## OBJECTIF A
Extrayez de la liste ci-dessous chaque ligne qui contient le mot « eroded ».

## TEXTE EXTRAIT

« Peut-on en finir avec les décharges sauvages ? » article de CA M’INTERESSE du 03/09/17 – http://www.caminteresse.fr/environnement/peut-on-en-finir-avec-les-decharges-sauvages-1186962/
Extrait: « Les trois quarts des déchets viennent des chantiers. Beaucoup sont déversés en pleine nature où ils sont parfois déguisés en collines ou murs antibruit. Janvier 2017. À Larressore, dans les Pyrénées- Atlantiques, un parking privé s’effondre, arrachant les arbres et emportant des centaines de mètres cubes de terre, qui déboulent en contrebas de la colline. L’enquête menée révèle qu’il avait été remblayé illégalement avec des déchets de chantier : morceaux de parpaing, vieux pneus, qui s’accumulent aussi au fond de la vallée et dans le ruisseau… « Un mois plus tard, nous avons constaté que des gravats étaient de nouveau acheminés par camion, pour consolider ce parking », témoigne Victor Pachon, président du Collectif des associations de défense de l’environnement du Pays basque et du Sud des Landes (Cade). Nous avons suivi les poids lourds et découvert qu’ils provenaient d’un chantier de démolition d’un supermarché d’Anglet. » Photos à l’appui, les militants du collectif signalent alors le trafic aux autorités, qui stoppent le chantier. Et ils n’en sont pas à leur coup d’essai : depuis trois ans, ils ont constitué des dizaines de dossiers sur des décharges sauvages… »
A lire, un texte de la journaliste communiqué au CADE
« Des bouts de parpaing, des vieux pneus, des morceaux de polystyrène accumulés en fond de vallée, dans le lit d’un ruisseau… Nous sommes à Larressore dans les Pyrénées-Atlantiques. Début janvier 2017, le parking d’un particulier remblayé illégalement avec des déchets de chantier, s’effondre arrachant les arbres et des centaines de mètres cubes de terre qui déboulent en contre-bas de la colline. «Un mois plus tard, nous avons découvert que des gravats étaient de nouveau acheminés par camions, pour consolider ce parking, témoigne Victor Pachon président du collectif des associations de défense de l’environnement du Pays Basque et du Sud des Landes (Cade). Nous avons suivis les poids-lourds afin de localiser le point de départ de ce trafic et découvert qu’ils provenaient d’un chantier de démolition d’un magasin Leclerc à Anglet ». Les militants de ce collectif transmettent, photos et géolocalisation à l’appui, un dossier de signalement au maire et aux services de l’état qui dans la foulée stoppent le chantier. Ces militants n’en sont pas à leur coup d’essai : depuis trois ans, et malgré les menaces, ils ont constitué des dizaines de dossiers sur des décharges sauvages.
Il n’y a pas qu’au pays basque qu’elles défigurent le paysage. Sur 1200 sites de stockage de déchets issus du BTP, moins de la moitié est légale, estime l’Union nationale des exploitants des déchets (UNEP).

## LISTE FOURNIE
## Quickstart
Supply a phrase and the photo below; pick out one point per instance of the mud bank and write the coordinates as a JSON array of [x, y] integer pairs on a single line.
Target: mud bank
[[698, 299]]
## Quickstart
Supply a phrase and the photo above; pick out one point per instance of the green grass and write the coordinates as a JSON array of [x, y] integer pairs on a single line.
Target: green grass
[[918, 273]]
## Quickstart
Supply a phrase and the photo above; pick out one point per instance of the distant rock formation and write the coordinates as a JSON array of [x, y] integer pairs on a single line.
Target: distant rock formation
...
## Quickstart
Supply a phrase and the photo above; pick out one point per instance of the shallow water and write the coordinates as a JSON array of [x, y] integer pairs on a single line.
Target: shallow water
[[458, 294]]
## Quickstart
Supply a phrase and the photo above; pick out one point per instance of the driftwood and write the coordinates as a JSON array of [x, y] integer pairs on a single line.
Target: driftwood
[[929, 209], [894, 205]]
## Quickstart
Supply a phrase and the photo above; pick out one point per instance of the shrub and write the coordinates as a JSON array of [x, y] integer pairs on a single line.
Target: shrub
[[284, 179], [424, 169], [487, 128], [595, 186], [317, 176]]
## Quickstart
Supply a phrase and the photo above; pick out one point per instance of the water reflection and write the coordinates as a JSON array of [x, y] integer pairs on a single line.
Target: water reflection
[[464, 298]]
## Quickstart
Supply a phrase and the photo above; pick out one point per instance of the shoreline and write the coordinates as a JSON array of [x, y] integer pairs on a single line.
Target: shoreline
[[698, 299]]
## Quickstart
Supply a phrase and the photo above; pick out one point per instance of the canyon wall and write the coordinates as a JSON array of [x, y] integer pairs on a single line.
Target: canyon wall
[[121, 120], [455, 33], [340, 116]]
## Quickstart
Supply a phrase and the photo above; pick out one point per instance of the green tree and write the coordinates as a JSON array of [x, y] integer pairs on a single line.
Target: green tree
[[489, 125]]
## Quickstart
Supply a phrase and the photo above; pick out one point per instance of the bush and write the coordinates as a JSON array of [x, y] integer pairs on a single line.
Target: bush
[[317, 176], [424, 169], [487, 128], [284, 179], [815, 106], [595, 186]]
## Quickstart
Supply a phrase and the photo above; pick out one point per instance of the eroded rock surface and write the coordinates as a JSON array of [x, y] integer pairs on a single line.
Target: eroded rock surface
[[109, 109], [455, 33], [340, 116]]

## OBJECTIF B
Réécrivez, s'il vous plaît, tout ce qui va de « Il n’y a pas » jusqu'à « des déchets (UNEP). » dans l'article sur les décharges sauvages, en remplaçant « paysage » par « décor ».

## RÉPONSE CORRECTE A
Supply a phrase and the photo above; pick out one point per instance of the eroded rock surface and write the coordinates as a JSON array of [x, y] integer pairs on a single line.
Target: eroded rock surface

## RÉPONSE CORRECTE B
Il n’y a pas qu’au pays basque qu’elles défigurent le décor. Sur 1200 sites de stockage de déchets issus du BTP, moins de la moitié est légale, estime l’Union nationale des exploitants des déchets (UNEP).